__WHAT TO PRODUCE__:
Change every "pin" in the rows below to "marker", leaving all other text as it is.

### MATERIAL PROVIDED

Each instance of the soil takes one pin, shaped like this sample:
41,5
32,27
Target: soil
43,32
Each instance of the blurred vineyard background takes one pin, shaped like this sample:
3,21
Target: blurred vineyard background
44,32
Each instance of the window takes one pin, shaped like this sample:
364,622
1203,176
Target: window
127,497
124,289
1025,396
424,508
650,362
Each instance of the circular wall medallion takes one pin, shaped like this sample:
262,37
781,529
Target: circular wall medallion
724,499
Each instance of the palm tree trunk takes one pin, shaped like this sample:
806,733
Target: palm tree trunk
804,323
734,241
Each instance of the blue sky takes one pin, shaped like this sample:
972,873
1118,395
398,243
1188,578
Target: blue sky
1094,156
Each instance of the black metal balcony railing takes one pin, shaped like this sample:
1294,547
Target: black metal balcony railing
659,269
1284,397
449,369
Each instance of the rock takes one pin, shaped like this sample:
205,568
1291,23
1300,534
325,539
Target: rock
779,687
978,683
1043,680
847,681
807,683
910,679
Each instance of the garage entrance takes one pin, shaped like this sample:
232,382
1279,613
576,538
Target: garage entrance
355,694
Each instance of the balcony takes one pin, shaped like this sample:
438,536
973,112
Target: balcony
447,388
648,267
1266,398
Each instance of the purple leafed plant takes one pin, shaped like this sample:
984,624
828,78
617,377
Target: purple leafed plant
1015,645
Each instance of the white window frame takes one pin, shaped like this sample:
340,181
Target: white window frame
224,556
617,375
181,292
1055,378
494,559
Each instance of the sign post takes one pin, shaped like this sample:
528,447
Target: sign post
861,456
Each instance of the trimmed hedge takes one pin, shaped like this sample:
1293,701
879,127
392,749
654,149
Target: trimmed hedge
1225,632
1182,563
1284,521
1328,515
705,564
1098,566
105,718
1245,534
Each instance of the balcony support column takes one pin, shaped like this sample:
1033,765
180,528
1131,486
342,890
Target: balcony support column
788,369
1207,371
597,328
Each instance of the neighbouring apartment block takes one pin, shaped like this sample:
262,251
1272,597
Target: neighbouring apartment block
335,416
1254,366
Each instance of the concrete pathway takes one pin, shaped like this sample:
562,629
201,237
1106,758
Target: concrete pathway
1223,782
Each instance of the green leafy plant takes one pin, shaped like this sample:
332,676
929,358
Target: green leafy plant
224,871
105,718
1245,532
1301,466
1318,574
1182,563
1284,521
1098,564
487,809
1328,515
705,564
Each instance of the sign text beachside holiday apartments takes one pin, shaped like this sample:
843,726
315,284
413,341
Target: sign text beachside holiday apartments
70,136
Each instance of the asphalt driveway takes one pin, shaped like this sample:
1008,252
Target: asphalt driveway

######

__RESULT BELOW__:
Each instance of the soil takes one marker, shaped like this sample:
41,5
32,27
Target: soil
43,32
Each instance of the blurred vineyard background takes one marker, shaped like this sample:
3,21
Target: blurred vineyard background
44,32
Each instance of the window takes one marker, shaped like this sample:
364,622
1203,176
Target: window
127,497
124,289
1025,396
424,508
650,362
Each instance of the circular wall medallion takes one marker, shaped like this sample:
262,37
781,529
Target: circular wall medallion
724,499
Each instance of the palm tree trunk takes one marker, shaped like this sample:
806,733
Target: palm tree trunk
804,323
734,241
Each instance of the blue sky takes one marker, shaped like this sample:
972,873
1118,395
398,243
1188,578
Target: blue sky
1094,156
Each instance of the black metal balcony railing takes one marker, shaped like this sample:
1294,547
Target: black metal balcony railing
659,269
1284,397
449,369
Each instance of the rock takes one marker, shaped like this sample:
205,568
1291,23
1300,534
325,539
Target: rock
779,687
978,683
1043,680
847,681
807,683
910,679
Each instance of the garage entrance takes one marker, shaped like this sample:
232,382
1279,613
576,538
Target: garage entrance
355,694
Each instance of the balcony takes one marker, shaped like this sample:
438,536
973,112
Target: balcony
447,388
648,267
1266,398
Each instance of the purple leafed plant takes one marker, shaped like this sample:
984,624
828,78
617,377
Target: purple leafed plant
1015,645
Each instance of the white window frame takes one marker, shaped like this sample:
340,181
Target: white window frame
224,556
617,375
181,292
1055,378
494,559
Each instance of the sign post takes one marker, shaped like this sample:
528,447
Target: sign post
861,456
Each instance of the trimmed hedge takes one marker, shaped like this sample:
1293,701
879,127
392,749
654,149
Target: trimmed hedge
1225,632
1182,563
1284,521
1328,515
705,564
1098,566
105,718
1245,534
Each instance of the balcony support column takes one marker, shaped like this sample:
1033,765
180,528
1131,486
342,890
Target: balcony support column
788,369
1207,371
597,328
Each instance of the neighbouring apartment block takes one marker, shaped like this sample:
262,251
1272,597
Target: neighbouring apartment block
335,416
1254,366
Each instance of the concrete pathway takes one marker, shaped like this sample:
562,629
201,237
1106,758
Target: concrete pathway
1223,782
Each instance of the green leafy plant takes one marker, shaped like this sample:
332,676
929,358
Target: green leafy plant
224,871
105,718
1245,532
1301,466
1318,574
1182,563
1284,521
1098,564
487,809
1328,515
705,564
Each instance of the sign text beachside holiday apartments takes one marker, shaped like this sample:
843,726
315,284
413,341
Target: sign text beachside holiday apartments
70,136
Each instance of the asphalt driveway takes one marker, shaped like this sample:
1008,252
Target: asphalt driveway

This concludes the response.